### What you are asked to do
Take each line of the data that contains the string "white" and copy it.

### Material for this task
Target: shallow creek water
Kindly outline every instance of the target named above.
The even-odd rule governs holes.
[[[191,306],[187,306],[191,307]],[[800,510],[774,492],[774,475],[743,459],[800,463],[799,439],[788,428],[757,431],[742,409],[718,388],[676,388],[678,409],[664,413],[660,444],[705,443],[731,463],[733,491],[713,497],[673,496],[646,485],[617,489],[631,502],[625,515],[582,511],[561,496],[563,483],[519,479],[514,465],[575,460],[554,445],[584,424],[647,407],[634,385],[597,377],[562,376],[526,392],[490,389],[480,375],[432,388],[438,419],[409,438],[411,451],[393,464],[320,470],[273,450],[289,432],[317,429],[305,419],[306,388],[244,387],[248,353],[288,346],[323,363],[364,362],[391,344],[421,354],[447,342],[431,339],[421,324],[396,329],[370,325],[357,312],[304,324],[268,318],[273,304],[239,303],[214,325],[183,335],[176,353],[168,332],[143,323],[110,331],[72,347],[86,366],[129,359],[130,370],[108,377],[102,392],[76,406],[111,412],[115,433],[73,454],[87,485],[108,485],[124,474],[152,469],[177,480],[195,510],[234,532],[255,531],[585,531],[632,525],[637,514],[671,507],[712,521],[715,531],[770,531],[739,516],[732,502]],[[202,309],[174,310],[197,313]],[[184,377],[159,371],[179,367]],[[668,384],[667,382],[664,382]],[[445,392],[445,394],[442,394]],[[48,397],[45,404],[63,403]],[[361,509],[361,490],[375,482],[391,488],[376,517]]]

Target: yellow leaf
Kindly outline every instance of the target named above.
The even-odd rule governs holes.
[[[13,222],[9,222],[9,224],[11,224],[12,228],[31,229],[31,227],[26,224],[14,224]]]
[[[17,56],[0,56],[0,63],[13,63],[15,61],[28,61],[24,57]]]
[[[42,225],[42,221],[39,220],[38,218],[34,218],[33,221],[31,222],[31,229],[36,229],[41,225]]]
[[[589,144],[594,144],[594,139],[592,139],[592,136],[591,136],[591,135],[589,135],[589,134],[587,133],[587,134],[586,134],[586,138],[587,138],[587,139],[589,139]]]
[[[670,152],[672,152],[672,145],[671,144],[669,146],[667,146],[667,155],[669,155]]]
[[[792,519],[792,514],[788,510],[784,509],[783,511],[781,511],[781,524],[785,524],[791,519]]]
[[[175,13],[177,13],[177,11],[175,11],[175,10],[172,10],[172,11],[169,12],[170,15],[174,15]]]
--
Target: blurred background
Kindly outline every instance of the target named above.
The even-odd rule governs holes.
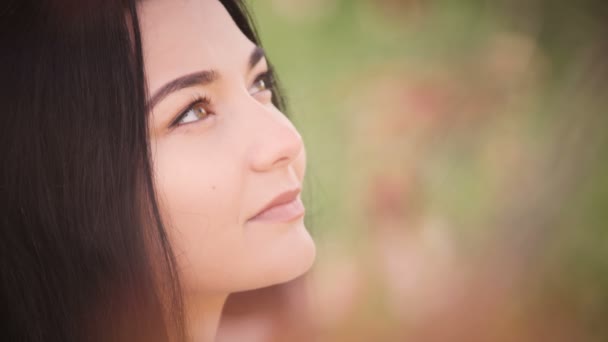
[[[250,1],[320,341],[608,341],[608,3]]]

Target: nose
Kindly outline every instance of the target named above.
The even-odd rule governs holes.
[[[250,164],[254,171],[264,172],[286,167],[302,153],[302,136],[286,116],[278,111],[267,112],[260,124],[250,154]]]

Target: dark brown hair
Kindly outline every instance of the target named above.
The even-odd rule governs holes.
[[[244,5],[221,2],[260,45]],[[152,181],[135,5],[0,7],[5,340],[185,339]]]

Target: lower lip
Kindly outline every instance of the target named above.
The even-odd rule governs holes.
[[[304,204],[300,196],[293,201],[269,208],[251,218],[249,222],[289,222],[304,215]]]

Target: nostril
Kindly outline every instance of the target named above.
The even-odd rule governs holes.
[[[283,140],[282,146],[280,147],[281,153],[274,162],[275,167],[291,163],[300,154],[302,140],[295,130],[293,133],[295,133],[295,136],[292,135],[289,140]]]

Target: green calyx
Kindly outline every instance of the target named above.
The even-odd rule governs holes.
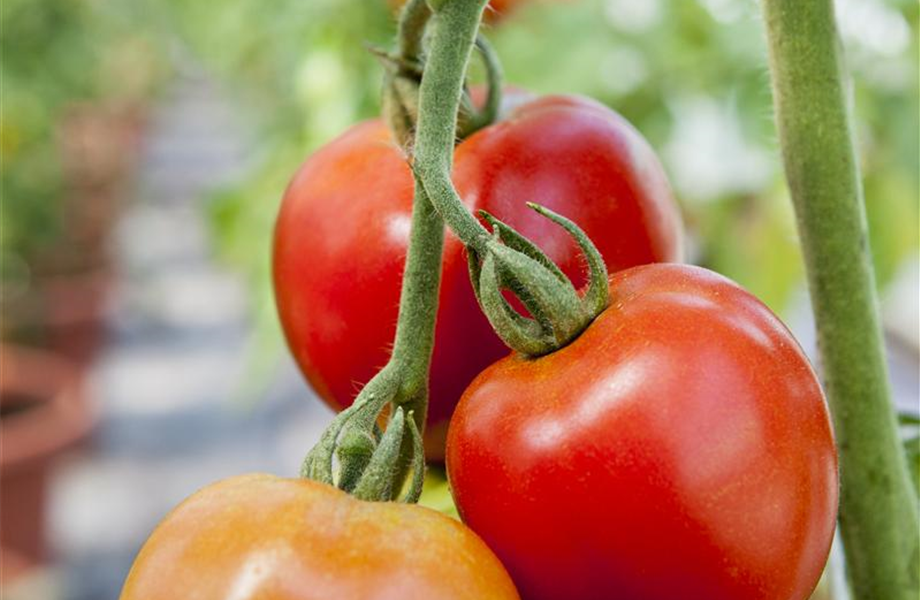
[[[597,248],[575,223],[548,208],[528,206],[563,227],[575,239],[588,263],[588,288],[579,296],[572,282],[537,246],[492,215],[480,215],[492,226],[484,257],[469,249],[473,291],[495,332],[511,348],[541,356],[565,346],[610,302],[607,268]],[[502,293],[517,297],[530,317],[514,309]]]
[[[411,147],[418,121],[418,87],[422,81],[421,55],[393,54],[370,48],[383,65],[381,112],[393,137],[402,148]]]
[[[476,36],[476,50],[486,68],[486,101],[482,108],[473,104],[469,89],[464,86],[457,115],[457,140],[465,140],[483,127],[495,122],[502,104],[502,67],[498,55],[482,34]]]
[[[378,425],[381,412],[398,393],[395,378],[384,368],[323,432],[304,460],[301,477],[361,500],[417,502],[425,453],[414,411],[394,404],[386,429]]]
--
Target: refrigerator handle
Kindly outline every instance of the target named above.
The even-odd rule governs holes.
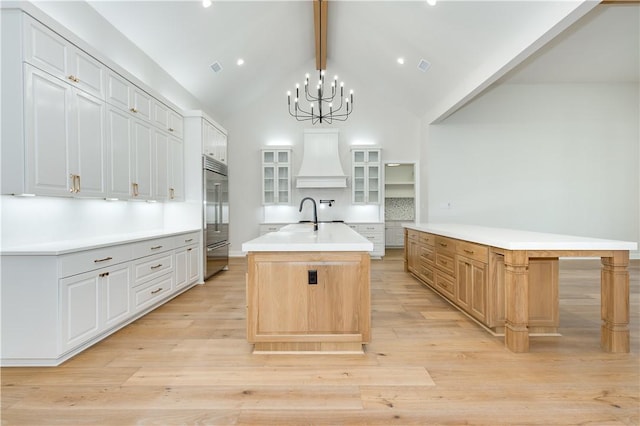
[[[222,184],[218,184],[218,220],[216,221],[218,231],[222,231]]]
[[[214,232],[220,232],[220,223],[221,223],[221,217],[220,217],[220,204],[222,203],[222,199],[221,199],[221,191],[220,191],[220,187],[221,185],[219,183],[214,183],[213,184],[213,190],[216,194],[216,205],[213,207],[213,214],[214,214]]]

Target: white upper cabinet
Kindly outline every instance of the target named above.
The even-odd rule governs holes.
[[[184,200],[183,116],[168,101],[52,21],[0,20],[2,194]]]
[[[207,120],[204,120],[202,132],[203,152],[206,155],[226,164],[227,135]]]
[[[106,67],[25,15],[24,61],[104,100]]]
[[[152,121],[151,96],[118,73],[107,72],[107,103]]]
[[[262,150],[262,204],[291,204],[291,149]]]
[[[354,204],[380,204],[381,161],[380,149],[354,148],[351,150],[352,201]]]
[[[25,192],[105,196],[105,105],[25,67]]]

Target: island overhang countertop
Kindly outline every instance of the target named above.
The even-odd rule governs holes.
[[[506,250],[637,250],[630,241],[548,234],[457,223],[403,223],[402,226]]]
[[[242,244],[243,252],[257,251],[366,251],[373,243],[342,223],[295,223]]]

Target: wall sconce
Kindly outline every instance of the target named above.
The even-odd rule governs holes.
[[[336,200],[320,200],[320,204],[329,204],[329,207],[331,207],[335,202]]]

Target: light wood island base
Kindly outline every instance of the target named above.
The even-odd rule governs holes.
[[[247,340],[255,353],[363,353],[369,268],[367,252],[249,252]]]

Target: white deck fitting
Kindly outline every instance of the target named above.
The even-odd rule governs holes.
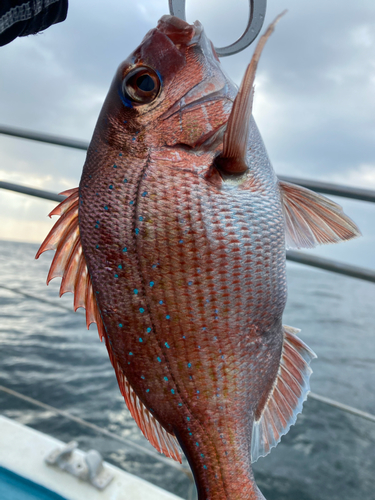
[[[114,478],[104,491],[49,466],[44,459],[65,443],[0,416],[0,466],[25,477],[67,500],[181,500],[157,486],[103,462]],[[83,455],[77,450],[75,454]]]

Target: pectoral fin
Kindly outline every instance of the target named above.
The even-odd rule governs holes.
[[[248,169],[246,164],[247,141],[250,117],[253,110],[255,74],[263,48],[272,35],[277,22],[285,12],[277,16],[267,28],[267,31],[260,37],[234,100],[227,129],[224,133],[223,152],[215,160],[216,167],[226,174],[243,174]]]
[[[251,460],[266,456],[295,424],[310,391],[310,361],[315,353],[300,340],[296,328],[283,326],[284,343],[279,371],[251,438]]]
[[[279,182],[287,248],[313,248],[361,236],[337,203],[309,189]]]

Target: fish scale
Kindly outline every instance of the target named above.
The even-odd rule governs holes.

### Answer space
Target: white upper cabinet
Target: white deck fitting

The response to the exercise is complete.